SET PROBLEM – Rewrite the lines from the one containing "the sofa seat" through the end of the lines, requests included, and return only those. Multiply every coordinate in the answers by 1.7 and round to the nearest whole number, with halves rounded up.

*****

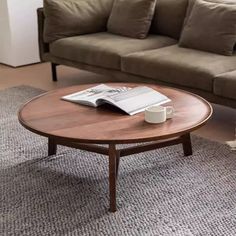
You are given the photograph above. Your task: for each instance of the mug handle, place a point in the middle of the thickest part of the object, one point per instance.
(169, 112)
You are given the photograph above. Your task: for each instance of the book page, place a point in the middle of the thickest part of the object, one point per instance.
(89, 96)
(137, 99)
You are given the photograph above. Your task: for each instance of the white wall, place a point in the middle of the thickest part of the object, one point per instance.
(19, 37)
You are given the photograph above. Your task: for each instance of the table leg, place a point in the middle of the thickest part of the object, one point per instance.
(112, 175)
(52, 147)
(187, 146)
(117, 163)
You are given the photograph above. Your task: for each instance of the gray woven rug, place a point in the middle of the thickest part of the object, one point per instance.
(159, 193)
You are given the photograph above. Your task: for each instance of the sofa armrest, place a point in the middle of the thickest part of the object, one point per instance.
(43, 47)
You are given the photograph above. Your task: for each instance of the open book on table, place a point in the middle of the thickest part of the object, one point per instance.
(130, 100)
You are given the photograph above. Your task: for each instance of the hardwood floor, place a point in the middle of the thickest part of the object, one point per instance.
(220, 128)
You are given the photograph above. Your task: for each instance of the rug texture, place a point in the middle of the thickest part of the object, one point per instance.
(160, 192)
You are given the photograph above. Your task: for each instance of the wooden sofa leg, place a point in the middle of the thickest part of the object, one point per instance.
(54, 71)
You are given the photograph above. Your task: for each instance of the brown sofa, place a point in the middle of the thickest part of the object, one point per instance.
(158, 58)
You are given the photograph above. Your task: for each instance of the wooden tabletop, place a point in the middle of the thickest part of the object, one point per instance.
(49, 116)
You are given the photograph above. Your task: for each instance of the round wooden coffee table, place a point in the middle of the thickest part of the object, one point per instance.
(83, 127)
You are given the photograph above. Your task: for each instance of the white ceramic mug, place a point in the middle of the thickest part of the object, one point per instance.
(158, 114)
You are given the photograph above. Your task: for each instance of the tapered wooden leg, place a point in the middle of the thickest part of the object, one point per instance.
(52, 147)
(112, 176)
(54, 71)
(117, 163)
(187, 145)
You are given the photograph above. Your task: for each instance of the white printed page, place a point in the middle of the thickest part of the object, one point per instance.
(89, 96)
(138, 99)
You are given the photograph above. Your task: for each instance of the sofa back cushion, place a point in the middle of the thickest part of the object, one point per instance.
(131, 18)
(169, 17)
(210, 26)
(65, 18)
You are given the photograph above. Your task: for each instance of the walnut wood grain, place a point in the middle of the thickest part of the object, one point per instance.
(83, 127)
(50, 116)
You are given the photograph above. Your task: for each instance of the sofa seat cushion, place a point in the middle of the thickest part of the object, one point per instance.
(225, 85)
(104, 49)
(181, 66)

*****

REPLY –
You are given the photograph above. Your task: for each instance of the sofa seat cushion, place a point in the middle of the thickest part of the object, one point per instance.
(383, 145)
(177, 83)
(308, 112)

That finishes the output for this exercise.